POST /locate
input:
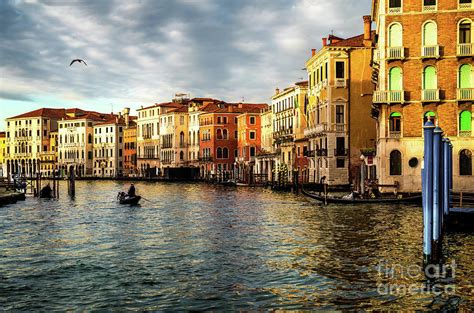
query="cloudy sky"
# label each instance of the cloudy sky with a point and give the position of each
(143, 51)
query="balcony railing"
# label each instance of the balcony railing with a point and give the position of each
(322, 152)
(430, 95)
(389, 96)
(430, 51)
(465, 133)
(465, 6)
(340, 83)
(465, 49)
(465, 94)
(341, 152)
(395, 53)
(395, 134)
(430, 8)
(395, 10)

◇ ◇ ◇ ◇

> _What to do_:
How many lines of the records contain the word "give"? Reply with the number alone.

> _Worked answer_:
2